Rewrite the rows starting with the line containing "For the image above, mark every red roof" and going on through the line containing "[0, 224, 333, 270]", changing "tree line" to "row of trees" and leaving everything else unchanged.

DATASET RECORDS:
******************************
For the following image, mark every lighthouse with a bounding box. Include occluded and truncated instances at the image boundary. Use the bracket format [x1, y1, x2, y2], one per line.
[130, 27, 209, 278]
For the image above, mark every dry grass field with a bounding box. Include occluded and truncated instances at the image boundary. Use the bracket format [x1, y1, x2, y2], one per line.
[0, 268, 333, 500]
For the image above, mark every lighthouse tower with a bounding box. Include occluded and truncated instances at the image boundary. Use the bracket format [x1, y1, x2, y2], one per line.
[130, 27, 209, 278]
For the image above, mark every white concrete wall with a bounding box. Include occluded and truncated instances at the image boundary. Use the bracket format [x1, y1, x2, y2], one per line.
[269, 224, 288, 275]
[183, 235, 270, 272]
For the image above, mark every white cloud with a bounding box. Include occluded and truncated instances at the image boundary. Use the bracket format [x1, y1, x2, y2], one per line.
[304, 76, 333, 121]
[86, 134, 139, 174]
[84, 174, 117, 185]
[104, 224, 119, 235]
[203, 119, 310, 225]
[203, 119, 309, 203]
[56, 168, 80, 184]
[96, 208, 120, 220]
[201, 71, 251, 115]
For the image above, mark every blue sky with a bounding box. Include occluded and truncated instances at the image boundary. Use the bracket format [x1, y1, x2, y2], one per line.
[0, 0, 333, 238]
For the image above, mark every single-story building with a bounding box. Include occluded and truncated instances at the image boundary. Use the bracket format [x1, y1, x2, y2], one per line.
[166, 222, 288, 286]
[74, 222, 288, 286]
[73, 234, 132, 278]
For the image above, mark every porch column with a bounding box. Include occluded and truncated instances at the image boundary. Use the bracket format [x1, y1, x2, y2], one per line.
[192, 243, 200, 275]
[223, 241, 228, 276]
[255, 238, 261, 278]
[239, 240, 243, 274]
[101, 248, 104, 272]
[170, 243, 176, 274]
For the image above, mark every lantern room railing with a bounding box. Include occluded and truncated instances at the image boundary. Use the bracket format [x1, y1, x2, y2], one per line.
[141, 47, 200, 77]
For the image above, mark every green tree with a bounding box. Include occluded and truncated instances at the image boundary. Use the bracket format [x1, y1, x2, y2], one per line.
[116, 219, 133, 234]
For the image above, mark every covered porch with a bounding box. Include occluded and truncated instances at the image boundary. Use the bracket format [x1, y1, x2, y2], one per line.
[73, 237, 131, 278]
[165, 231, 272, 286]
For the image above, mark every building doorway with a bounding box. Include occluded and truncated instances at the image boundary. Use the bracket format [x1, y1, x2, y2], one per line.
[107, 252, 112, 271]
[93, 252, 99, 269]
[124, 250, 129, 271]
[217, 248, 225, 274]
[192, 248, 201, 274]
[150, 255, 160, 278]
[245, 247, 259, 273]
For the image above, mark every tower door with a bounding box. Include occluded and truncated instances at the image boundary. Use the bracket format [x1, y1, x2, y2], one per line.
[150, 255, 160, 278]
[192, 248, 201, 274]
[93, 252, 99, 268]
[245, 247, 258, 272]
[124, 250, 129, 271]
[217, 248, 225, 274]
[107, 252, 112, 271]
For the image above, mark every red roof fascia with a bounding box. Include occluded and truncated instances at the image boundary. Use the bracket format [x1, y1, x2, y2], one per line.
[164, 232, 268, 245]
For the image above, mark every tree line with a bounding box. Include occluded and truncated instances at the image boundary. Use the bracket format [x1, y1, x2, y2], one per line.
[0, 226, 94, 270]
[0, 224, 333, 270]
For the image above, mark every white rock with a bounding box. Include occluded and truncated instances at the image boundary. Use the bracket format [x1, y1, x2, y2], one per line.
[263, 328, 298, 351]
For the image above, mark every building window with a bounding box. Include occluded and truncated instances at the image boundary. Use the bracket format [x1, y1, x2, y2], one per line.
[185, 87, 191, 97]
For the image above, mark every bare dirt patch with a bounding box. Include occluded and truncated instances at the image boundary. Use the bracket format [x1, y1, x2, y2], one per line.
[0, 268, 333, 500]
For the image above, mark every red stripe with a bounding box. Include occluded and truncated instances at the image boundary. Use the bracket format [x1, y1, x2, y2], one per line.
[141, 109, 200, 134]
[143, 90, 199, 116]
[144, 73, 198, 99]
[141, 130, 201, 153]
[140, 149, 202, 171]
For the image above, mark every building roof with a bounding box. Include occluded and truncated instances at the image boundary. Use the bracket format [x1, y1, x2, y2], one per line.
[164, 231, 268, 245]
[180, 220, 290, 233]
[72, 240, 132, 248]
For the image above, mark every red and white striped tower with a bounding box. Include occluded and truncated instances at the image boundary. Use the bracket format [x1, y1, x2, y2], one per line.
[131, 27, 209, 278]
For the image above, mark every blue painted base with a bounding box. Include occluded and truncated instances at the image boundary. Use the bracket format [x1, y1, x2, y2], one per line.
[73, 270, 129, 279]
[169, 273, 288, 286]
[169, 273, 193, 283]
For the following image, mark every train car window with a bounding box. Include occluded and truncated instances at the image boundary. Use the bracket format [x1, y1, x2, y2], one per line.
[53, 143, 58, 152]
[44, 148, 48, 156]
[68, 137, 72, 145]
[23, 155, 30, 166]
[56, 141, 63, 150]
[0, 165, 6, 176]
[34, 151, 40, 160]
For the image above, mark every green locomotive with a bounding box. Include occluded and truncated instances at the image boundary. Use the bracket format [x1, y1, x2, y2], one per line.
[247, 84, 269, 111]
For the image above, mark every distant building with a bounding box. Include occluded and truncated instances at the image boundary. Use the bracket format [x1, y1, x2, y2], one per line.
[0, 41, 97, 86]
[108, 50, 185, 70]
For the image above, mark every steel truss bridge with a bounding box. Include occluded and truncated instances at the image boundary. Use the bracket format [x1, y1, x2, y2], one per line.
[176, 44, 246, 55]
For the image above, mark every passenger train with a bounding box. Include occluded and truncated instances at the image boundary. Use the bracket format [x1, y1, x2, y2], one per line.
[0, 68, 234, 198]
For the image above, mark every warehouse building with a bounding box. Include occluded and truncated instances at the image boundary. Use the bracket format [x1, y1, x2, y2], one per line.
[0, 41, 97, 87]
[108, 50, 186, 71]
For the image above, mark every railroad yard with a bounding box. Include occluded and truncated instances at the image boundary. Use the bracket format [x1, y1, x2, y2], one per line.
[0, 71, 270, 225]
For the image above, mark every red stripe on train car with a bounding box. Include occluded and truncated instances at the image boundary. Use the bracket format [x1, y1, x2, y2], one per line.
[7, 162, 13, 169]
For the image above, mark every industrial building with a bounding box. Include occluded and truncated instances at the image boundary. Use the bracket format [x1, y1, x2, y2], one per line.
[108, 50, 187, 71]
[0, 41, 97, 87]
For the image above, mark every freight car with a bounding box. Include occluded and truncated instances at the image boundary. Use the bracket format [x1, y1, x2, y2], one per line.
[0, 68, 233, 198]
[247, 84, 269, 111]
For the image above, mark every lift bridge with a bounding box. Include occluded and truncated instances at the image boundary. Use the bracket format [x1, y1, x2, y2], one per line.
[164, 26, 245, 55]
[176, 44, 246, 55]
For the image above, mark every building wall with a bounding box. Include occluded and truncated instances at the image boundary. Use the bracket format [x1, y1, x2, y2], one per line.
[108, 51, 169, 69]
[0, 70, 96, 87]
******************************
OUTPUT OF THE EXERCISE:
For the image above, mark every red roof fascia with a bounding box. Include occluded and truncated instances at the image boundary. Use the bracket format [x1, y1, x2, y2], one per line.
[164, 232, 268, 245]
For the image above, mark every row of trees with a bounding box. Include occluded and truncated instances at the image boundary. Use the bracket format [x1, y1, x2, y2], one per line.
[0, 226, 94, 270]
[0, 224, 333, 270]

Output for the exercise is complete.